• [PAGINA]

━━━━━━

IL -GIORNALISMO DA TOPI-
 







di Matthew Lewin




Si arriva sulla scena di un evento, si fa una foto e si scappa via: secondo Robert Fisk – il corrispondente di The Independent dal Medioriente – è l'unico giornalismo possibile oggi in Iraq 
Robert Fisk, il notoriamente intrepido corrispondente dal Medio Oriente per l'Independent, ha rivelato che ora la situazione in Iraq è così pericolosa che non sa più se potrà tornarvi a lavorare ancora o meno. Fisk, che qualche tempo fa aveva accusato i colleghi di praticare il "giornalismo da hotel" in Iraq, ora ha detto che oggigiorno il "giornalismo da topi" è il massimo che si possa fare nel paese.
Fisk, il cui nuovo lavoro sul Medio Oriente, 'The Great War for Civilisation', è appena stato pubblicato, ha descritto il giornalismo da topi come la pratica di spuntare sulla scena di un evento e rimanervi giusto in tempo per registrare l'accaduto, prima che arrivino gli uomini armati. Parlando in una libreria a Golders Green [nord-ovest di Londra,NdT], ha detto: "Non potete immaginare quanto le cose sianno messe male in Iraq".
"Poche settimane fa, sono andato ad incontrare un uomo il cui figlio era stato ucciso dai soldati americani e sono rimasto nella sua casa per cinque minuti, prima che alcuni uomini armati comparissero fuori in strada. È dovuto uscire per convincerli a non portarmi via. E questo era un sobborgo qualunque di Baghdad, non ci trovavamo nel Triangolo Sunnita o a Fallujah. Siamo arrivati al punto in cui, per esempio, quando andavo a dare un'occhiata alla scena di una grande esplosione in una stazione degli autobus, dovevo uscire dall'auto e scattare due foto prima di essere regolarmente circondato da una folla di iracheni in collera. Saltavo di nuovo nell'auto e me la davo a gambe".

━━━━━━

[Record tratti da una fonte di dati]
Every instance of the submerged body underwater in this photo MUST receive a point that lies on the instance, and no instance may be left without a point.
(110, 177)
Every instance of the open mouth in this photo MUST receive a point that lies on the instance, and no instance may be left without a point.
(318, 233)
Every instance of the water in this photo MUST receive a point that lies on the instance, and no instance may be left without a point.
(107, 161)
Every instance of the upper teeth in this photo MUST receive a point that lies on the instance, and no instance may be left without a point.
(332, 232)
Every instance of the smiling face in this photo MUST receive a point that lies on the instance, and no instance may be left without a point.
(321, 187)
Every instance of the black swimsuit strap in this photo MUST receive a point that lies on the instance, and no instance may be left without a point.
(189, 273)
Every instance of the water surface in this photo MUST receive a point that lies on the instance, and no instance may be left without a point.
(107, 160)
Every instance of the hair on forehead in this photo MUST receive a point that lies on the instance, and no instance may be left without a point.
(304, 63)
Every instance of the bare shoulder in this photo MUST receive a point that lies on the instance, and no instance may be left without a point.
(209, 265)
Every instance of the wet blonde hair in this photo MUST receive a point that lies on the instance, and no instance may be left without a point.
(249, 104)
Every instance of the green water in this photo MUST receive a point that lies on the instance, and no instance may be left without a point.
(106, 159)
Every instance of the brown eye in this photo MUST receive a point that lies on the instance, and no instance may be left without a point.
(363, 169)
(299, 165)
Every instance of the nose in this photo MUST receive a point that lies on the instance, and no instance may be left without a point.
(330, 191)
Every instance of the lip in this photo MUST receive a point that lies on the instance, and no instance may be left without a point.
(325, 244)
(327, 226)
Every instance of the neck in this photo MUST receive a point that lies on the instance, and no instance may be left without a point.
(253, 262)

━━━━━━

• [COSA SI CHIEDE]
[1] Nell'articolo sul giornalismo da topi, qual è il titolo del nuovo libro di Fisk sul Medio Oriente?
[2] Trasla di 123 le coordinate dei record, dalla riga che contiene "Every instance of the lip" fino alla fine dei record, estremi inclusi. Riscrivi ogni riga di quel tratto, testo compreso, aggiungendo 123 a ciascun numero delle coordinate.

• [SOLUZIONI SVOLTE]
[1] 'The Great War for Civilisation'

[2]
Every instance of the lip in this photo MUST receive a point that lies on the instance, and no instance may be left without a point.
(448, 367)
(450, 349)
Every instance of the neck in this photo MUST receive a point that lies on the instance, and no instance may be left without a point.
(376, 385)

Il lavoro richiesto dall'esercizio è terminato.